What to work on: Convert the records into a Markdown table with two columns, No. and Line, giving each non-blank line its own numbered row. Omit the pictures.

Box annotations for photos
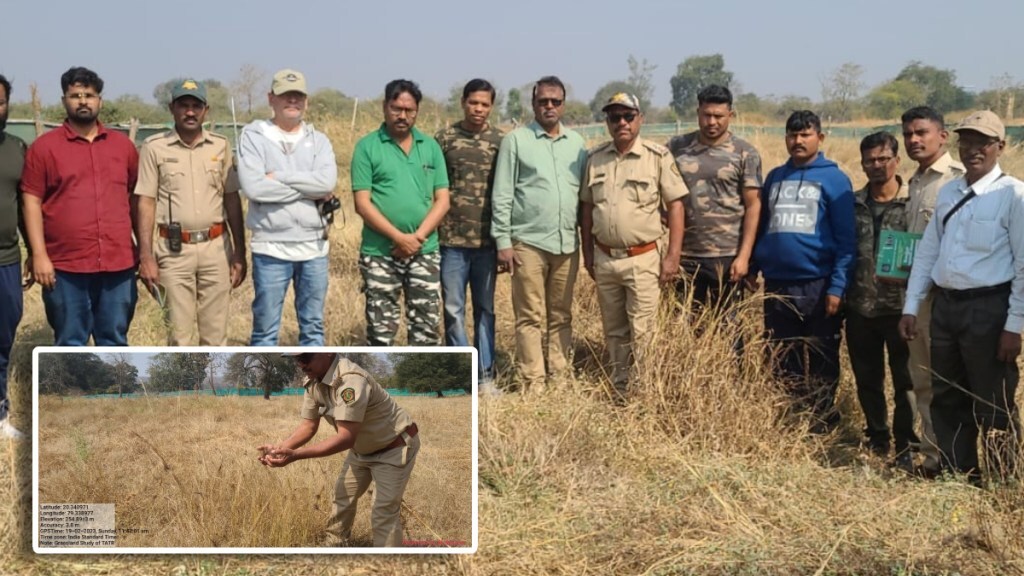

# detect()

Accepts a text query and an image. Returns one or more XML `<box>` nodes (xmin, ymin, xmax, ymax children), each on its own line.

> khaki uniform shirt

<box><xmin>301</xmin><ymin>355</ymin><xmax>413</xmax><ymax>455</ymax></box>
<box><xmin>135</xmin><ymin>130</ymin><xmax>239</xmax><ymax>231</ymax></box>
<box><xmin>906</xmin><ymin>152</ymin><xmax>964</xmax><ymax>234</ymax></box>
<box><xmin>580</xmin><ymin>138</ymin><xmax>689</xmax><ymax>248</ymax></box>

Complete response:
| No. | Line |
|---|---|
| 1 | # detect() |
| 2 | Accepts a text query and an image. Returns one or more XML `<box>` nodes (xmin, ymin, xmax, ymax children), each on its own line. |
| 3 | > khaki uniform shirt |
| 4 | <box><xmin>301</xmin><ymin>355</ymin><xmax>413</xmax><ymax>455</ymax></box> |
| 5 | <box><xmin>135</xmin><ymin>130</ymin><xmax>239</xmax><ymax>231</ymax></box> |
| 6 | <box><xmin>906</xmin><ymin>152</ymin><xmax>964</xmax><ymax>234</ymax></box> |
| 7 | <box><xmin>580</xmin><ymin>138</ymin><xmax>689</xmax><ymax>248</ymax></box> |